What the hell country did I wake up to?
My standing PM is harping on about the fact that less than a handful of women wore their niqab at their citizenship ceremonies. Jason Kenney is talking about establishing a “barbaric cultural practise” hotline for people to rat on their neighbours.
When I say less than a handful, I mean less than a handful. Those women all claim that they chose to wear it, sometimes over the objection of their husbands, and I believe them.
I lived under a sort of self imposed sharia law when I lived in the ghetto in Edmonton as a direct result of the level of superstition I encountered there of all kinds because of my flaming red hair. So a hijab became very comfortable, and many other women in the area who were white and “Canadian” but trendy wore them as well, because it keeps your hair from getting destroyed and protects your identity, which is kind of important when you live in an area with a very high crime and domestic violence rate and are two blocks from the local inner city hospital and there’s a morgue down the street.
Where’s the real policy making in this election? It’s just mud hurling and hate mongering. We’ve already seen several attacks against Muslim mosques in Canada, and now women wearing niqab are being attacked in public?
If the government is so very concerned about misogyny and the oppression of women, why on earth has it refused to hold a proper investigation and thorough inquiry into the state of our missing and murdered aboriginal women, particularly when a person is trafficked roughly once every 26 seconds internationally and there is evidence that some of those women were sold to the United States via ships. http://www.cbc.ca/news/canada/thunder-bay/native-canadian-women-sold-on-u-s-ships-researcher-says-1.1325167http://www.cbc.ca/news/canada/thunder-bay/native-canadian-women-sold-on-u-s-ships-researcher-says-1.1325167
We have a standing public official who has gone on record to say that the issue should not be something we hold the government responsible for, and we have an elected leader of the nation who claims that these missing women are not “high on his radar”.

EXPLORE THE MATERIAL |
**A.** Transcribe the post on the niqab controversy between "I lived under" and "down the street.", inclusive.
**B.** List every place name that appears in the sentences of the post on the niqab controversy. Leave out the web address.
**C.** Resume the post on the niqab controversy after its final sentence.

DATA SHOWN |
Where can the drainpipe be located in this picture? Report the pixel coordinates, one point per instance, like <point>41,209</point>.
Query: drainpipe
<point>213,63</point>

RESULTS OF THE TASKS |
**A.**
I lived under a sort of self imposed sharia law when I lived in the ghetto in Edmonton as a direct result of the level of superstition I encountered there of all kinds because of my flaming red hair. So a hijab became very comfortable, and many other women in the area who were white and “Canadian” but trendy wore them as well, because it keeps your hair from getting destroyed and protects your identity, which is kind of important when you live in an area with a very high crime and domestic violence rate and are two blocks from the local inner city hospital and there’s a morgue down the street.

**B.** Edmonton, Canada, the United States

**C.**
And yet he passes bills that both violate personal freedom and put national security at risk in the name of combatting jihadi terrorism.
He passes laws that violate international conventions.
This during an election. There has been no national debate whatsoever regarding privacy laws and creating a solid cyber strategy or even a media strategy for combatting the D’aash; no discussion about how trafficking helps fuel the same groups we are supposably passing these laws to justify. There are only two houses of refuge right now in Canada for trafficking victims, and I am fortunate to have been able to attend one of their meetings and be a guest of a member of the committee for a few days last year.
All of their funding came from massive grassroots funding and corporate sponsorship within the community. They could not access any government funds until they were and are able to prove that their program works, which means likely keeping an eye on the girls after they leave the House.
But by all means, yes, lets care about a piece of fabric at a public event that has happened less than ten times in Canadian history – the wearing of the niqab at the citizenship ceremony.